D’abord, je vous souhaite à tous une belle année,
c’est à dire le fait de vivre le meilleur,
de ce que vous vous souhaiter à vous-mêmes
ainsi qu’à tous ceux que vous aimez.
Vous tous ayant participé aux commentaires de ce blog,
je vous remercie aussi chaleureusement,
pour la richesse, la pertinence et la diversité de vos propos ;
vous illustrez à merveille la finalité la plus importante de ce blog :
le partage et l’échange des points de vue différents
dans un esprit d’ouverture, de tolérance, et de compréhension mutuelle,
et cela afin de retrouver l’Unité qui se cache derrière la diversité des formes et des chemins.
Pour commencer l’année, je vous propose ces » barques de Braque ».
Elles auraient dû clore l’année 2013,
car elles faisaient suite à la très belle rétrospective consacrée à l’oeuvre de Georges Braque, au Grand-Palais à Paris.
– malheureusement terminée depuis le 6 janvier dernier.
J’ai eu in -extremis la possibilité de l’admirer entre Noël et le 1er de l’an,
mais pas le temps de finaliser cet article.
C’est dommage, car j’ai bien conscience que l’ambiance autour de ces barques marque la fin d’une année ou d’un cycle, plutôt que son renouveau.

### Consigne 1
Résumez le billet de vœux en deux phrases.
### Consigne 2
Reprenez le billet de vœux là où il s'arrête et poursuivez-le sur quelques phrases.
Les items qui suivent n'interviennent pas dans cet exercice.

### Matériel fourni
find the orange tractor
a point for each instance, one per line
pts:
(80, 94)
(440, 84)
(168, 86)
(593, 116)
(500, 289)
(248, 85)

### Résultat de l'exercice 1
Le billet souhaite à tous une belle année et remercie chaleureusement ceux qui ont commenté le blog pour la richesse, la pertinence et la diversité de leurs propos, conformes à sa finalité de partage dans un esprit d'ouverture et de tolérance. Il propose ensuite des « barques de Braque », qui auraient dû clore 2013 à la suite de la rétrospective du Grand-Palais, terminée le 6 janvier, mais dont l'article n'a pu être finalisé à temps.

### Résultat de l'exercice 2
En même temps, c’est un beau sujet comme je l’aime,
pour l’intégration de l’art quand il parle de l’essentiel, de la peinture, des barques, du taoïsme, du zen de Maître Dogen et de la sagesse immémoriale…
Un anagramme qui fait sens
Ce n’est pas un hasard, si dans le nom de Braque,
il y a le mot « barque » ;
cela commence avec les barques de la période fauve,
toutes bariolées de couleurs et de gaieté,
sous le soleil, dans le port de l’estaque à Marseille.
Mais c’est dans la dernière partie de la vie du peintre,
que cet anagramme prend vraiment tout son sens :
Braque se retire sur la côte normande, à Varengeville,
pour peindre la mer, le ciel, les falaises,
mais aussi les barques abandonnées sur la grève.
Et quelles barques !
Pour apprécier, il faut lire le petit livre très réussi d’Edouard Dor
« Sur les barques de Braque, dans l’attente de l’ultime traversée »
aux éditions Michel de Maule 2013.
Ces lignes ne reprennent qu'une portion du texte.